> RECORDS PROVIDED

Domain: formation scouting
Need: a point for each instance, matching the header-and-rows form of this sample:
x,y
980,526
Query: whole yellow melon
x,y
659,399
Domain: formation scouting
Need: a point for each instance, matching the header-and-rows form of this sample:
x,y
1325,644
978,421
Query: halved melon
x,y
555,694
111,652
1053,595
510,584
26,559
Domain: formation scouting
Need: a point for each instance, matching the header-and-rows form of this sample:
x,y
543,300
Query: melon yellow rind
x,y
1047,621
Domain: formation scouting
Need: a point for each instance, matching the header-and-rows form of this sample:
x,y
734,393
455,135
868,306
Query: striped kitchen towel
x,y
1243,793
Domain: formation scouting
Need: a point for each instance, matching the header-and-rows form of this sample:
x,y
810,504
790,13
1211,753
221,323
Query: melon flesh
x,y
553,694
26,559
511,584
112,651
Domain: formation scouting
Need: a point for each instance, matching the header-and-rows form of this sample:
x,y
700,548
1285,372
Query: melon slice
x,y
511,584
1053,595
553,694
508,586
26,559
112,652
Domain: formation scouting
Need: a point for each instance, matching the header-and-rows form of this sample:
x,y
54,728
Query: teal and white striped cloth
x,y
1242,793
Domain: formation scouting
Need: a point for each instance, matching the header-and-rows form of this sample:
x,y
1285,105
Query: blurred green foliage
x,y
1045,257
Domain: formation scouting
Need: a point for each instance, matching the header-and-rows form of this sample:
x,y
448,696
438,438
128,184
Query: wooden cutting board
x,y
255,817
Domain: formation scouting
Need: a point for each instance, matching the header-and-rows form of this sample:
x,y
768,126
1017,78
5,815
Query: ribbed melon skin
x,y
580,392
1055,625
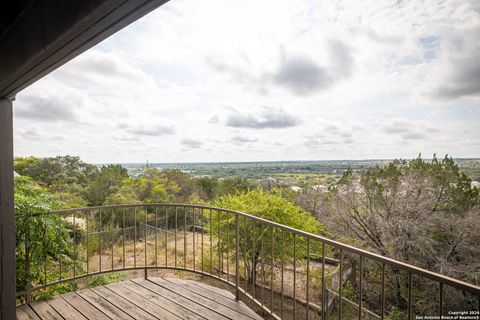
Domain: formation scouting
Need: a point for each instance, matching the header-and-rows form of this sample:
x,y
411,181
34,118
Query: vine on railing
x,y
287,272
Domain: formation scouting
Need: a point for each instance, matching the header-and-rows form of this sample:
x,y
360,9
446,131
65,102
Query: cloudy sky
x,y
248,80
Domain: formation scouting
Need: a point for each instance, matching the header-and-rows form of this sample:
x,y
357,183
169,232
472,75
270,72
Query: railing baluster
x,y
245,250
254,258
100,240
111,232
308,277
294,274
45,250
211,241
88,244
184,237
382,296
340,281
228,246
27,256
261,264
166,236
409,315
124,258
176,226
220,255
202,218
360,289
145,263
193,229
441,299
74,247
237,254
281,273
135,236
272,254
324,302
156,236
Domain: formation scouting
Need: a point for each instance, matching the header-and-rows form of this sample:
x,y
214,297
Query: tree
x,y
41,239
61,169
265,205
108,181
421,212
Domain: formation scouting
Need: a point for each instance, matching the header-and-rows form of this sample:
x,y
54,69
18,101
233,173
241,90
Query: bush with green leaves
x,y
257,239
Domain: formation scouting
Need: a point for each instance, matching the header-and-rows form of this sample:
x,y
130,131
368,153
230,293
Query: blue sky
x,y
233,80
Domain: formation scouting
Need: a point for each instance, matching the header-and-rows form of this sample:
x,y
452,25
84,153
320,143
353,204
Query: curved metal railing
x,y
281,269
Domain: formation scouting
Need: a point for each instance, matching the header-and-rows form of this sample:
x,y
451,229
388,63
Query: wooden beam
x,y
49,33
7,218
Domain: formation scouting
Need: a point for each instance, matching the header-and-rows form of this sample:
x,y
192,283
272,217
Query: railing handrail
x,y
462,285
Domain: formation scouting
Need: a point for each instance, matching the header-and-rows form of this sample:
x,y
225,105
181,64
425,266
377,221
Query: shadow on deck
x,y
155,298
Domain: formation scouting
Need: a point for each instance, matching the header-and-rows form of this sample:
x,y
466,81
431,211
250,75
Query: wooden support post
x,y
7,219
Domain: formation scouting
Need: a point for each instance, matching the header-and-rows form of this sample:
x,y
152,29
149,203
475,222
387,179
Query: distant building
x,y
320,187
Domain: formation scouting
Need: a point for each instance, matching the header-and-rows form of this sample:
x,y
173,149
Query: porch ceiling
x,y
38,36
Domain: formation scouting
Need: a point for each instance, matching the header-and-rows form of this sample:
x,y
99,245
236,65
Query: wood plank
x,y
224,300
26,313
82,306
179,310
125,305
65,310
143,303
212,305
104,305
214,289
45,311
177,304
190,303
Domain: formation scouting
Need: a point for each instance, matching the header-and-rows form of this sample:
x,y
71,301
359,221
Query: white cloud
x,y
343,79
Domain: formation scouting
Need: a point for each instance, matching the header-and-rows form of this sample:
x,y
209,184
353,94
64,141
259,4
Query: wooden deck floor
x,y
155,298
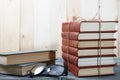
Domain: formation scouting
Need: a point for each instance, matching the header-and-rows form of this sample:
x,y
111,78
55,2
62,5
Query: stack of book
x,y
88,47
19,63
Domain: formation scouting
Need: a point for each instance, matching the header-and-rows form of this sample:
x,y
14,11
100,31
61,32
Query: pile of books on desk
x,y
88,47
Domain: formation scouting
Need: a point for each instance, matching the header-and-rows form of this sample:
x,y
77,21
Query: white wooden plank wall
x,y
26,25
9,25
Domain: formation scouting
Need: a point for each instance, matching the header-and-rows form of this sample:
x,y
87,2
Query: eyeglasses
x,y
51,70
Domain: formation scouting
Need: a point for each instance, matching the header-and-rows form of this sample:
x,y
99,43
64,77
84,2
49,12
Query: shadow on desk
x,y
70,75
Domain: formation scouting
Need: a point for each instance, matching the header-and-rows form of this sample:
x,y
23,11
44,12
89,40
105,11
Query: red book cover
x,y
77,26
76,70
88,43
74,51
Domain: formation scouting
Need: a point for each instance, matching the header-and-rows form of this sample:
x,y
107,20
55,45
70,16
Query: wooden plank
x,y
26,25
9,25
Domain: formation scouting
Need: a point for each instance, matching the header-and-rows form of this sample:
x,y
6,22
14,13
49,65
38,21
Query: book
x,y
89,43
90,36
87,52
88,26
21,69
11,58
91,71
89,61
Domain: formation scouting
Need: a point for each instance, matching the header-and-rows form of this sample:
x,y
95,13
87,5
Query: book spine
x,y
72,27
75,43
72,35
74,51
70,58
71,43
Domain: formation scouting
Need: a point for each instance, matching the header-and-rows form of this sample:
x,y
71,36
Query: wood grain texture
x,y
26,25
9,25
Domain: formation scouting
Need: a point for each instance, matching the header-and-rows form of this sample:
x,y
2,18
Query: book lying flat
x,y
11,58
20,69
88,26
89,61
83,52
90,36
89,43
91,71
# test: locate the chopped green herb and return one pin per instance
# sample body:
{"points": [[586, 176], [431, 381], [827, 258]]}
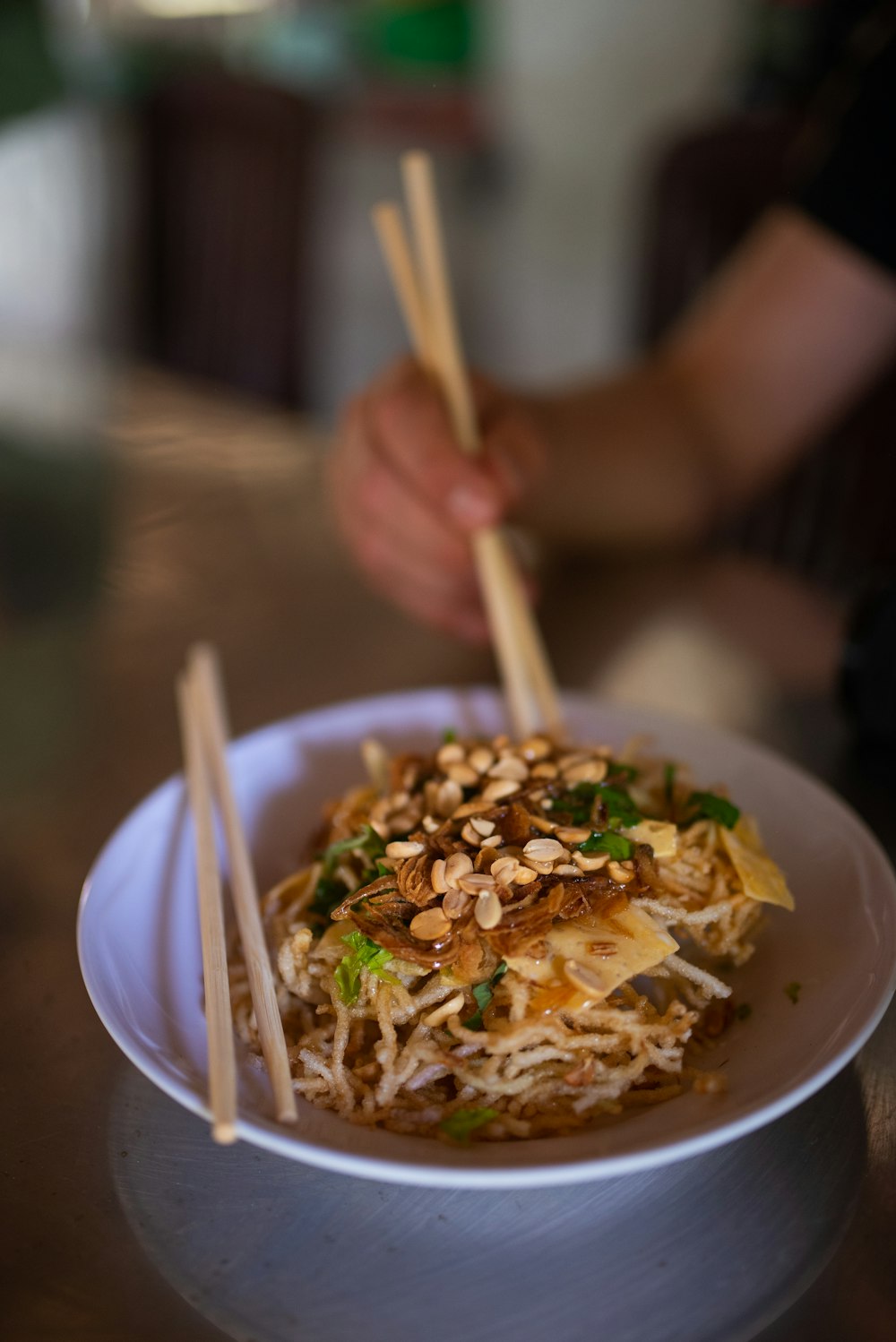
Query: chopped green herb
{"points": [[578, 804], [328, 894], [626, 770], [620, 808], [617, 846], [483, 994], [364, 954], [348, 977], [714, 808], [329, 890], [463, 1123], [367, 841]]}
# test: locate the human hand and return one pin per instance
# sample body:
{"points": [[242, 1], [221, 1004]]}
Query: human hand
{"points": [[407, 500]]}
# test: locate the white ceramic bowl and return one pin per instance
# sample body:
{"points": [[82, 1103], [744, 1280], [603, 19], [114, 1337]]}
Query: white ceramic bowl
{"points": [[140, 949]]}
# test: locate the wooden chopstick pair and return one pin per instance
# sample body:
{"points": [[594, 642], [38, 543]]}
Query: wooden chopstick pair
{"points": [[202, 721], [423, 288]]}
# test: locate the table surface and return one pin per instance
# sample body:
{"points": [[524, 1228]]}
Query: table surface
{"points": [[122, 1220]]}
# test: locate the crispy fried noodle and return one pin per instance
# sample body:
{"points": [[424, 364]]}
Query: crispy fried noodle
{"points": [[512, 940]]}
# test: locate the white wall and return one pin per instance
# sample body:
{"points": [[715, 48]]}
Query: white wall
{"points": [[582, 93], [585, 91]]}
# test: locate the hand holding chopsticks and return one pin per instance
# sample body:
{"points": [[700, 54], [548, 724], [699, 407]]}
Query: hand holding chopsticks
{"points": [[424, 296], [204, 738]]}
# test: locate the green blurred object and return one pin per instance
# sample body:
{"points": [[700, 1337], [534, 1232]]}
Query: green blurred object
{"points": [[30, 77], [54, 526], [402, 37]]}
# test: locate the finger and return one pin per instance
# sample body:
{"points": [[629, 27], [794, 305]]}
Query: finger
{"points": [[514, 452], [413, 435], [373, 501]]}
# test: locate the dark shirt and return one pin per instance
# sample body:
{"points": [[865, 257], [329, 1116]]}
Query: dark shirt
{"points": [[845, 159]]}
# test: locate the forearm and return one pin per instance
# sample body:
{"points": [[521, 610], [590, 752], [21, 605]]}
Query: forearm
{"points": [[631, 465]]}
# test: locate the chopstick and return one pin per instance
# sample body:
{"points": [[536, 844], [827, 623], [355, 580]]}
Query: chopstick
{"points": [[219, 1018], [423, 290], [208, 701]]}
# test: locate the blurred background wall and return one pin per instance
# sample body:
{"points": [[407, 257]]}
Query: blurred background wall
{"points": [[547, 121]]}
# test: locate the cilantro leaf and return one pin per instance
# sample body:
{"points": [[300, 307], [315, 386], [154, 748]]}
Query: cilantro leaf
{"points": [[348, 977], [578, 804], [714, 808], [483, 994], [328, 892], [620, 808], [364, 954], [463, 1123], [617, 846], [331, 890], [668, 784], [367, 840]]}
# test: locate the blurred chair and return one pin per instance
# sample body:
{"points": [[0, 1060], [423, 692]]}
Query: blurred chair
{"points": [[829, 517], [228, 194]]}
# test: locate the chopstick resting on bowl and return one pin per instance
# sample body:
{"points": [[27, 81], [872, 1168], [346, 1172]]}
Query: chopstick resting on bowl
{"points": [[204, 735], [423, 290]]}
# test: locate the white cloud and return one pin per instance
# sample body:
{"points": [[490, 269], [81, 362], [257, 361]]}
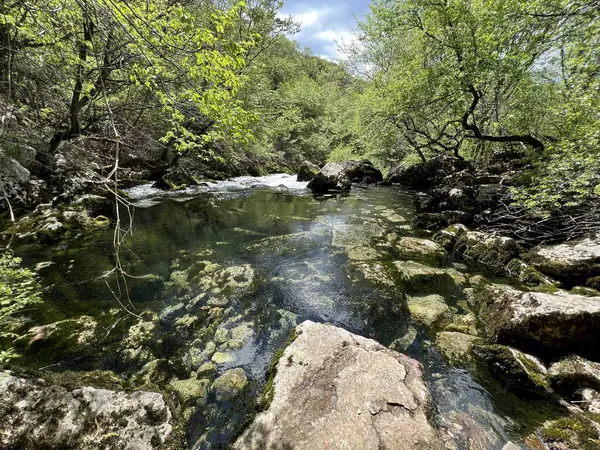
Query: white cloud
{"points": [[308, 18]]}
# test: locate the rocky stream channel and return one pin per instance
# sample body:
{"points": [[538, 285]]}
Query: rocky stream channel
{"points": [[223, 346]]}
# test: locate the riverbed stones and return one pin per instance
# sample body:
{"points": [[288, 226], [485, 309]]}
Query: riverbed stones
{"points": [[190, 391], [491, 252], [419, 249], [539, 322], [427, 174], [430, 310], [448, 236], [230, 384], [35, 414], [418, 276], [573, 373], [516, 370], [331, 178], [528, 275], [456, 347], [307, 171], [337, 390], [578, 260]]}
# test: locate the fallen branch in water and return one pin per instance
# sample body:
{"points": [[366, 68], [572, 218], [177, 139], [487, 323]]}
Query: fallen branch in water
{"points": [[560, 225]]}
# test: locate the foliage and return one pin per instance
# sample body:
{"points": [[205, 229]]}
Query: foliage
{"points": [[19, 290], [469, 77]]}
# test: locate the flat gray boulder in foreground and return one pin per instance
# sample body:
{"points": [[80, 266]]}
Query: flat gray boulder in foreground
{"points": [[336, 390], [35, 414]]}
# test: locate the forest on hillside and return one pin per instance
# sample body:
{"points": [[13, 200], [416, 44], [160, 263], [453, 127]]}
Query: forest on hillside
{"points": [[209, 89], [214, 238]]}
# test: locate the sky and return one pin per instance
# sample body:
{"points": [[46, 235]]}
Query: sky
{"points": [[325, 22]]}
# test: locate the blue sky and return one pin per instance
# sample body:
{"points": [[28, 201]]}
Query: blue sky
{"points": [[325, 22]]}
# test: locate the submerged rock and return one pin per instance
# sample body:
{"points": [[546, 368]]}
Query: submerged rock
{"points": [[573, 261], [334, 389], [448, 237], [430, 311], [428, 174], [362, 172], [456, 347], [419, 249], [577, 431], [419, 276], [332, 177], [573, 373], [230, 384], [516, 370], [307, 171], [439, 221], [539, 322], [37, 415], [491, 252], [528, 275]]}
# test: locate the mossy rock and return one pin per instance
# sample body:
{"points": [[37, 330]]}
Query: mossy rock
{"points": [[190, 391], [530, 276], [422, 250], [456, 347], [577, 431], [230, 384], [490, 252], [430, 311], [419, 277], [515, 370]]}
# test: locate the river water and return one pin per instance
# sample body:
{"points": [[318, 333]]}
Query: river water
{"points": [[293, 256]]}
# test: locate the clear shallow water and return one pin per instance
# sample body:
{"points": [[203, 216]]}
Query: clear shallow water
{"points": [[307, 258]]}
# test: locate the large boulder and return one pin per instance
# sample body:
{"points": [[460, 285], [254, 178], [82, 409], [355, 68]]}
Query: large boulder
{"points": [[573, 373], [517, 371], [540, 323], [307, 171], [14, 180], [439, 221], [38, 415], [574, 261], [446, 199], [332, 177], [491, 252], [362, 172], [337, 390], [428, 174]]}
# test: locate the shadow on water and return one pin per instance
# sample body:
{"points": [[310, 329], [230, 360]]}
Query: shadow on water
{"points": [[304, 251]]}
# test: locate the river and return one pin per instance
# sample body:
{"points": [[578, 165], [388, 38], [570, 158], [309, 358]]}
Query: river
{"points": [[293, 256]]}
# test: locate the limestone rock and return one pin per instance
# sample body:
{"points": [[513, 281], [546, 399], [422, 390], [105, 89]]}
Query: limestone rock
{"points": [[362, 172], [574, 373], [418, 276], [307, 171], [230, 384], [427, 174], [539, 322], [430, 311], [527, 274], [419, 249], [448, 236], [37, 415], [456, 347], [577, 260], [189, 391], [516, 370], [332, 177], [337, 390], [439, 221], [491, 252]]}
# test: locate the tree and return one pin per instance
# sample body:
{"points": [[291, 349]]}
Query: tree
{"points": [[462, 68], [113, 59]]}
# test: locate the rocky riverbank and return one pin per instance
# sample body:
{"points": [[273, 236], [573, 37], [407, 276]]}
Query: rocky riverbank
{"points": [[206, 328]]}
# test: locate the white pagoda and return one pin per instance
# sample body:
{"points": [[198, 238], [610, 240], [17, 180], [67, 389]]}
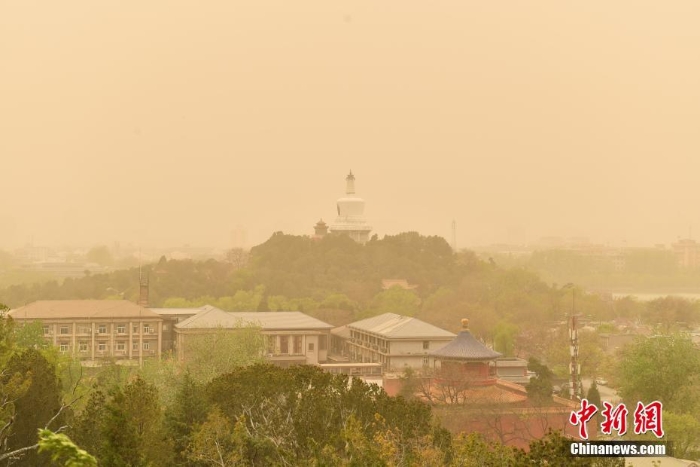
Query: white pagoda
{"points": [[351, 219]]}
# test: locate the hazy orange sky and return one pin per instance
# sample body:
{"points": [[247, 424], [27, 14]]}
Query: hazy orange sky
{"points": [[172, 122]]}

> TASK DIRECTIONS
What you return must match, line for line, the data from the line containing "Query: white pagoda" to its end, both ends included.

> SOLUTION TO THE EXERCISE
Query: white pagoda
{"points": [[351, 219]]}
# test: locate the hazy orange sky and return one pin per instance
# sample body:
{"points": [[247, 424], [27, 14]]}
Query: hazy orange sky
{"points": [[172, 122]]}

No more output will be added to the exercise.